[CHALLENGE] Select every line in the rows below that contains the word "point", and copy each one. Case counts.

[DATA SHOWN]
/---

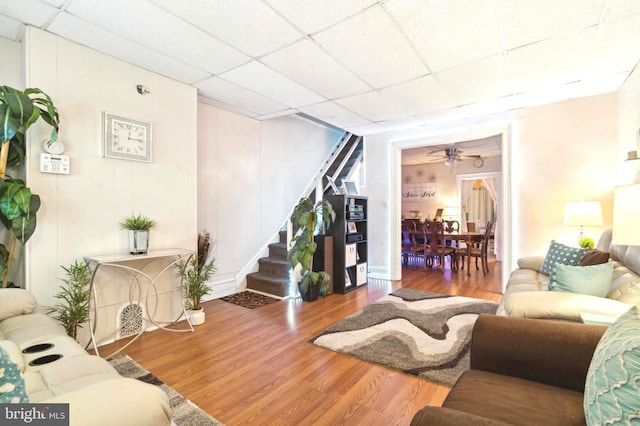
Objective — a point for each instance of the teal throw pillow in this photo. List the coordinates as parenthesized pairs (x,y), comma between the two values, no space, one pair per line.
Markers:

\---
/---

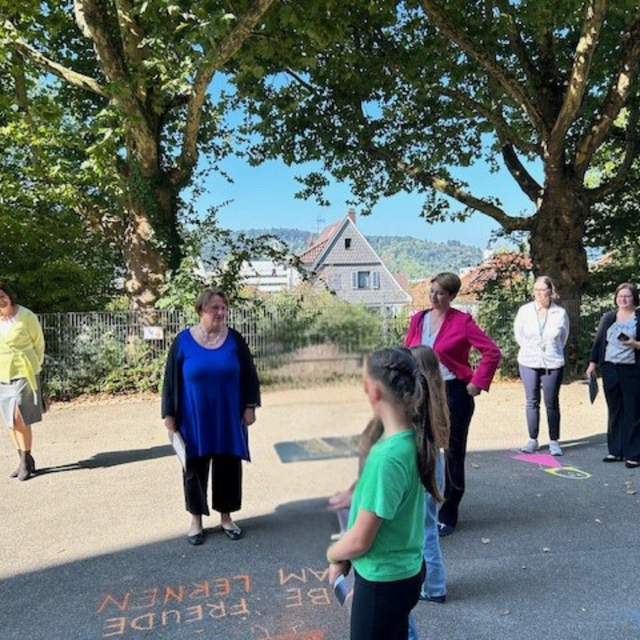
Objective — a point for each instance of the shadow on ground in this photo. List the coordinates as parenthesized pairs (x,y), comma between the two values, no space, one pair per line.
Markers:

\---
/---

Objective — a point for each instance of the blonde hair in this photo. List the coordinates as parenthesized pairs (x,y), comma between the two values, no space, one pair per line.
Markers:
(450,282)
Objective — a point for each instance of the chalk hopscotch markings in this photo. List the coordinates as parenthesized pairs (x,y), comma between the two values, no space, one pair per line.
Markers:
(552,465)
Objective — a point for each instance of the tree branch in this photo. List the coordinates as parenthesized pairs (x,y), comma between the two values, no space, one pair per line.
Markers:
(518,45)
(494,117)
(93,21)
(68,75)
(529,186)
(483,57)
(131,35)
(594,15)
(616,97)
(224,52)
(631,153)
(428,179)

\---

[ANSWER TO THE PROBLEM]
Objective — a point for each instance of the teal throw pillow in this photo. List the coordinates as parenthesized pairs (x,y), comma between the two values, no space, one pair per line.
Objective — a point for each instance of the shadow on ground in this photo. List the coordinates as parenthesized pairs (x,y), comma between the two values, no space, one pair per line.
Objective — a point for each instance of the blonde hair in this photo. List the coordinates as parenthesized pairs (x,y), comma between the two values, no space, one pair per line.
Objective — a point for each instance of the chalk hopscotch markings in this photo. List the coordinates as parenthesized pairs (x,y), comma between the two values, no space, one pair per line.
Objective — a point for each instance of the tree branch in this photo. List the coordinates as parenthesized pairs (x,y), comma between the two values, no space, one pair per line.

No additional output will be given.